Enunciado 1:
No texto sobre a memória de 64, o que o presidente diz que quer fazer?
Enunciado 2:
Reescreva o texto sobre a memória de 64 entre "O presidente diz" e "batalha da comunicação.", inclusive, substituindo "batalha" por "disputa".
Enunciado 3:
Dê sequência ao texto sobre a memória de 64 a partir da última frase apresentada.

Texto fornecido:
==*==

O presidente diz que quer olhar pra frente, em detrimento da memória de 64. A aparência. Os fatos, a conjuntura mais estrutural, e providências concretas em curso, porém, fazem um barulho ensurdecedor em torno do tema. Eis a essência. O liame que conecta e harmoniza os supostos opostos é a política, a correlação de forças, a luta ideológica, e a devida e consequente hierarquia que se deve dar às prioridades quando se está a fazer ajustes finíssimos de localização política nesta arena, notadamente na batalha da comunicação.

==*==

Linhas de dados:
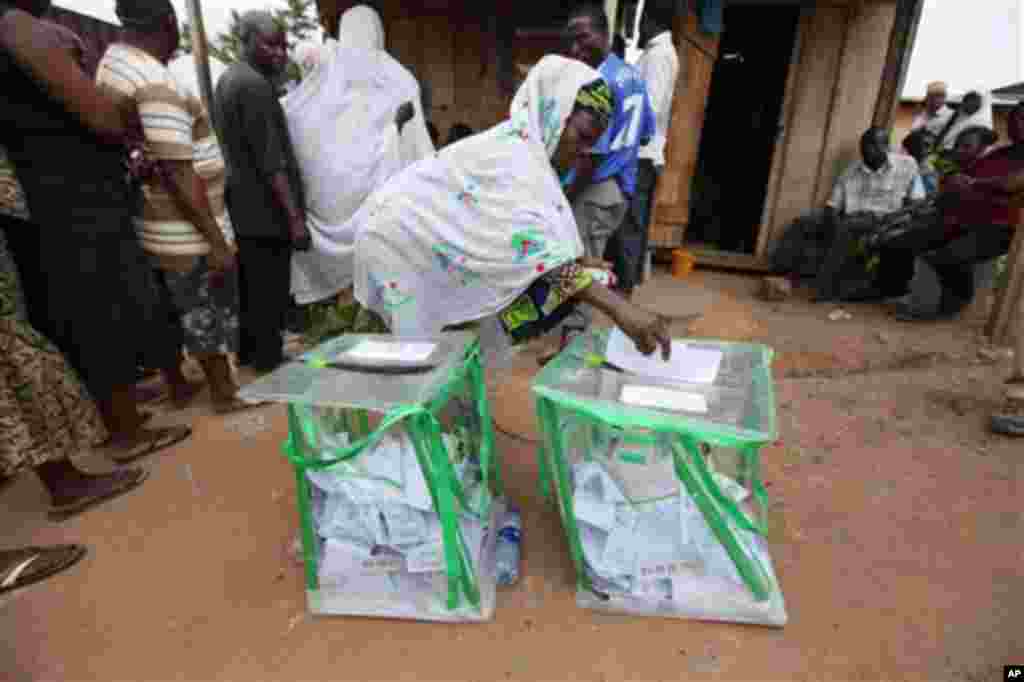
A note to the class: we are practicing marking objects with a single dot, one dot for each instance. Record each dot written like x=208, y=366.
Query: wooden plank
x=671, y=212
x=201, y=53
x=767, y=233
x=403, y=43
x=474, y=81
x=1010, y=302
x=901, y=41
x=809, y=115
x=437, y=49
x=857, y=88
x=731, y=260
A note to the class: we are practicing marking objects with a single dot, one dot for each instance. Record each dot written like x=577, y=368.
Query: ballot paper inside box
x=397, y=481
x=662, y=500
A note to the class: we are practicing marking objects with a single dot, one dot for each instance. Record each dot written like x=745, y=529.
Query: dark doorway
x=741, y=126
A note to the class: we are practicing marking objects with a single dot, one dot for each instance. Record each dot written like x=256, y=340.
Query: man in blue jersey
x=605, y=180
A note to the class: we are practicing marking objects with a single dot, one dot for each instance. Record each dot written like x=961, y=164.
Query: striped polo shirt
x=176, y=128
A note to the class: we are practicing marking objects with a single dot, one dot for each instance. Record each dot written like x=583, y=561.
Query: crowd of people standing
x=173, y=228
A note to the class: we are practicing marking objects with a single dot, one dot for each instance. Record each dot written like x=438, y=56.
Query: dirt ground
x=895, y=527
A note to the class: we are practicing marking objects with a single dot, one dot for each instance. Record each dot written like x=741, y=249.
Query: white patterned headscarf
x=341, y=121
x=458, y=237
x=544, y=101
x=361, y=27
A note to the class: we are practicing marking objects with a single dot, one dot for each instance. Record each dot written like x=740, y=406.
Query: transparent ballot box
x=396, y=475
x=657, y=479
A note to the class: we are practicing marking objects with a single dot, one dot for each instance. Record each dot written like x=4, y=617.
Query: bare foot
x=183, y=394
x=83, y=486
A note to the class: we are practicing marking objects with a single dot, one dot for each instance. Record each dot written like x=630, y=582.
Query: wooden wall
x=697, y=53
x=449, y=44
x=833, y=97
x=833, y=91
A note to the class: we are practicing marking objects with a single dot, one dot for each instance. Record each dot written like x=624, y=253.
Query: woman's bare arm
x=40, y=50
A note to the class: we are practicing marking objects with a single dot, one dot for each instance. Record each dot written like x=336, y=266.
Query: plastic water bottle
x=507, y=552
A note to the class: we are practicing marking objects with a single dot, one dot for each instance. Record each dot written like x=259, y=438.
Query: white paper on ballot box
x=687, y=364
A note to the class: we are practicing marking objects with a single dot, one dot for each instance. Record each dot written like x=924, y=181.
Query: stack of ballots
x=658, y=478
x=381, y=539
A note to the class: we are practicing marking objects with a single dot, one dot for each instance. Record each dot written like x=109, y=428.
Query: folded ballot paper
x=381, y=540
x=648, y=549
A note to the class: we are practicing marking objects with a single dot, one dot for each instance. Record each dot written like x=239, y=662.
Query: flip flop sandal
x=192, y=394
x=131, y=479
x=145, y=394
x=155, y=441
x=1011, y=425
x=29, y=565
x=236, y=405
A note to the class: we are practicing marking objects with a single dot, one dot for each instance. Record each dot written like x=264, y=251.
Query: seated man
x=978, y=224
x=919, y=146
x=873, y=186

==*==

Resposta escrita 1:
Olhar pra frente, em detrimento da memória de 64.

Resposta escrita 2:
O presidente diz que quer olhar pra frente, em detrimento da memória de 64. A aparência. Os fatos, a conjuntura mais estrutural, e providências concretas em curso, porém, fazem um barulho ensurdecedor em torno do tema. Eis a essência. O liame que conecta e harmoniza os supostos opostos é a política, a correlação de forças, a luta ideológica, e a devida e consequente hierarquia que se deve dar às prioridades quando se está a fazer ajustes finíssimos de localização política nesta arena, notadamente na disputa da comunicação.

Resposta escrita 3:
Os fatos e a conjuntura mais estrutural nos mostram uma sociedade polarizada e uma extrema direita que saiu do armário e se transformou em fenômeno de massas. A luta política e as articulações necessárias, amplas e elásticas, para derrotar eleitoralmente Bolsonaro não podem sair de qualquer equação política séria. Donald Trump nos EUA e Milei na Argentina, para ficar em apenas dois exemplos mais midiatizados, tão pouco podem sair de nosso radar. Uma duríssima luta civilizatória segue e seguirá em curso. Não é irrelevante neste contexto o fato de pesquisas apontarem empate técnico entre os que aprovam e desaprovam o governo Lula. O céu não está perto.
A cautela do Presidente Lula, que se travestiu de veto, funcionou na verdade como “boi de piranha” para os menos atentos, pois foi acompanhada de manifestações públicas críticas ao golpe de ao menos seis de seus ministros, incluídos o da Secretaria de Comunicação e dos Direitos Humanos. Nas Forças Armadas, segue o silêncio, pois vetada está qualquer manifestação de apologia ao golpe, desde a terceira posse do habilidoso presidente em janeiro de 2023.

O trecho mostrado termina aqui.